Introducing Teresa McCarthy

Teresa is the archive officer for the Congress History Project – Congress Arrurlenge (meaning Congress from a long time ago).

Teresa was born in Alice Springs but spent her early years growing up in Nauiyu (Daly River) community, Mulak Mulka country. Her childhood was spent swimming, fishing and hunting and she found it hard to make the change from this to town-living when she moved back to Alice Springs when she was 9 years old.

After finishing high school, she went to Darwin to attend the Northern Territory University (now CDU), where she studied a Bachelor of Arts with majors in anthropology and sociology and a minor in politics. During uni holidays she would return to Alice Springs and work at Central Land Council (CLC) where she had a cadetship in the Anthropology Unit.

After graduating she continued working with CLC for nearly 20 years in various roles including community development, archiving and records management, both in town and remotely.

When the Congress History Project – Congress Arrurlenge archives officer position was advertised, Teresa was excited to apply.

“I wanted to be part of telling the important story of Congress because it is important to Central Australians and in particular to the Aboriginal community”.

==========

**PROBLEMS TO SOLVE**
**a.** Edit the profile of Teresa McCarthy from "Introducing Teresa McCarthy" to "the Anthropology Unit.", putting "Mparntwe" in place of "Alice Springs".
**b.** Resume the profile of Teresa McCarthy, beginning after its last sentence.
The data that comes after this profile is separate material and has no connection to it.

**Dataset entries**

==========

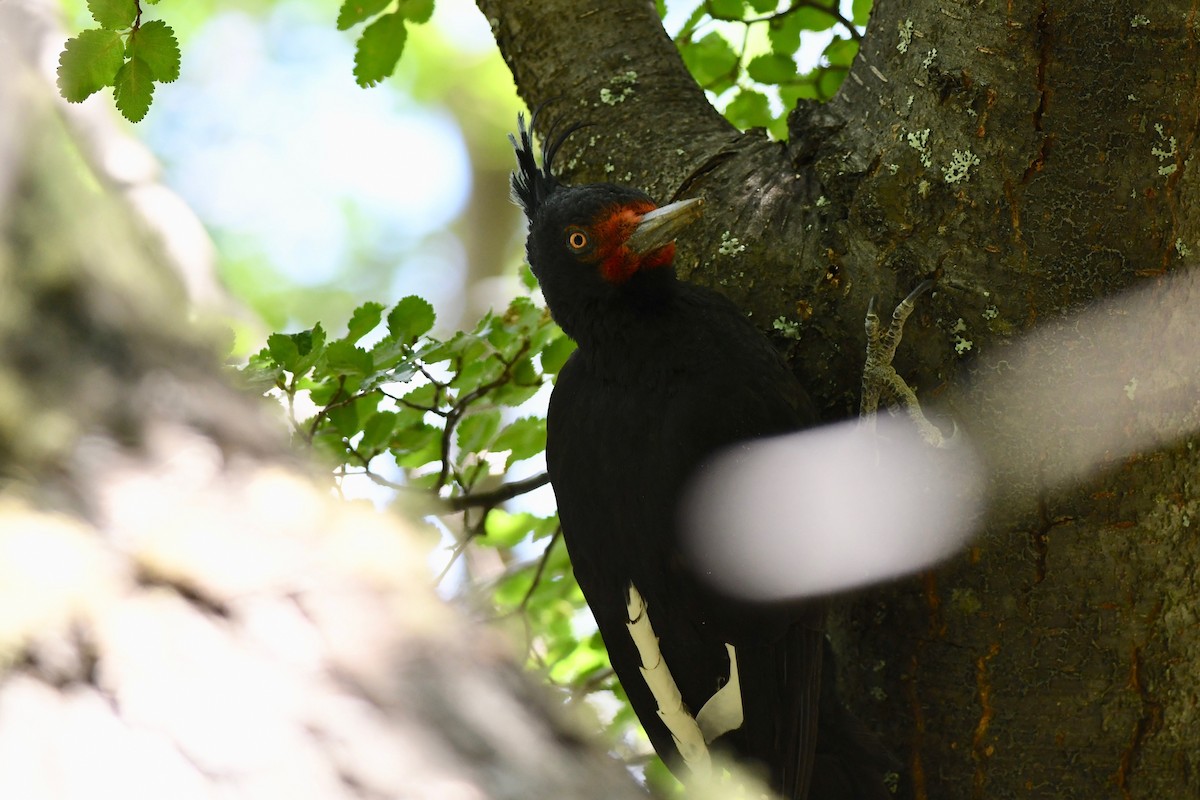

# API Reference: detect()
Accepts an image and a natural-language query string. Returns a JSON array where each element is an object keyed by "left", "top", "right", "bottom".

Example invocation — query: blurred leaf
[
  {"left": 541, "top": 333, "right": 578, "bottom": 375},
  {"left": 456, "top": 410, "right": 500, "bottom": 461},
  {"left": 481, "top": 509, "right": 540, "bottom": 547},
  {"left": 397, "top": 0, "right": 433, "bottom": 24},
  {"left": 679, "top": 32, "right": 738, "bottom": 94},
  {"left": 354, "top": 12, "right": 408, "bottom": 88},
  {"left": 58, "top": 28, "right": 125, "bottom": 103},
  {"left": 824, "top": 37, "right": 858, "bottom": 70},
  {"left": 337, "top": 0, "right": 391, "bottom": 30},
  {"left": 817, "top": 67, "right": 846, "bottom": 100},
  {"left": 126, "top": 19, "right": 179, "bottom": 83},
  {"left": 725, "top": 89, "right": 772, "bottom": 131},
  {"left": 746, "top": 53, "right": 796, "bottom": 83},
  {"left": 708, "top": 0, "right": 745, "bottom": 19},
  {"left": 326, "top": 395, "right": 379, "bottom": 439},
  {"left": 88, "top": 0, "right": 138, "bottom": 30},
  {"left": 359, "top": 411, "right": 398, "bottom": 455}
]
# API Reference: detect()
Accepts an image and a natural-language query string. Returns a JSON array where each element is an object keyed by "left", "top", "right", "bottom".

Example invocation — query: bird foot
[
  {"left": 858, "top": 281, "right": 958, "bottom": 447},
  {"left": 626, "top": 583, "right": 713, "bottom": 778}
]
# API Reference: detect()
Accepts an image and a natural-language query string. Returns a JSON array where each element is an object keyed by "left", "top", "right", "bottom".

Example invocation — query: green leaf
[
  {"left": 450, "top": 359, "right": 504, "bottom": 395},
  {"left": 746, "top": 53, "right": 796, "bottom": 83},
  {"left": 346, "top": 297, "right": 383, "bottom": 342},
  {"left": 354, "top": 13, "right": 408, "bottom": 88},
  {"left": 456, "top": 410, "right": 500, "bottom": 458},
  {"left": 517, "top": 264, "right": 538, "bottom": 291},
  {"left": 359, "top": 411, "right": 400, "bottom": 455},
  {"left": 708, "top": 0, "right": 745, "bottom": 19},
  {"left": 541, "top": 333, "right": 578, "bottom": 375},
  {"left": 767, "top": 14, "right": 803, "bottom": 56},
  {"left": 266, "top": 323, "right": 325, "bottom": 378},
  {"left": 389, "top": 422, "right": 442, "bottom": 465},
  {"left": 337, "top": 0, "right": 391, "bottom": 30},
  {"left": 482, "top": 509, "right": 540, "bottom": 547},
  {"left": 396, "top": 0, "right": 433, "bottom": 25},
  {"left": 113, "top": 56, "right": 154, "bottom": 122},
  {"left": 491, "top": 416, "right": 546, "bottom": 469},
  {"left": 851, "top": 0, "right": 875, "bottom": 28},
  {"left": 88, "top": 0, "right": 138, "bottom": 30},
  {"left": 58, "top": 28, "right": 125, "bottom": 103},
  {"left": 388, "top": 295, "right": 437, "bottom": 343},
  {"left": 126, "top": 19, "right": 179, "bottom": 83},
  {"left": 791, "top": 2, "right": 838, "bottom": 31},
  {"left": 326, "top": 395, "right": 379, "bottom": 439},
  {"left": 325, "top": 339, "right": 374, "bottom": 375},
  {"left": 402, "top": 384, "right": 438, "bottom": 409},
  {"left": 679, "top": 32, "right": 738, "bottom": 94},
  {"left": 725, "top": 89, "right": 772, "bottom": 131}
]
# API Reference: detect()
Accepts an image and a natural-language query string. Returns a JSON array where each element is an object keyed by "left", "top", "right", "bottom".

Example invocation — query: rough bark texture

==========

**EXERCISE RESULTS**
**a.**
Introducing Teresa McCarthy

Teresa is the archive officer for the Congress History Project – Congress Arrurlenge (meaning Congress from a long time ago).

Teresa was born in Mparntwe but spent her early years growing up in Nauiyu (Daly River) community, Mulak Mulka country. Her childhood was spent swimming, fishing and hunting and she found it hard to make the change from this to town-living when she moved back to Mparntwe when she was 9 years old.

After finishing high school, she went to Darwin to attend the Northern Territory University (now CDU), where she studied a Bachelor of Arts with majors in anthropology and sociology and a minor in politics. During uni holidays she would return to Mparntwe and work at Central Land Council (CLC) where she had a cadetship in the Anthropology Unit.

**b.**
Teresa also has a long personal connection with Congress. Her mother worked as a health worker at Congress for about 17-years and Teresa has fond memories of the staff who worked closely with her mother. Congress was also a big part of taking care of her own health, regularly attending Congress clinics growing up as she had bad asthma as a child.

“It’s good to see people I know in the historical documents, photographs and videos. I feel that I have a connection to the history in this way”.

Teresa’s role involves recording oral histories and she leads the project’s work in cataloguing, preserving and digitising the several thousand documents, printed photographs, photo negatives and videos in the collection. This is key in ensuring this important history is preserved, recognised and respected, as well as being accessible to the Congress community and stakeholders, both current and future.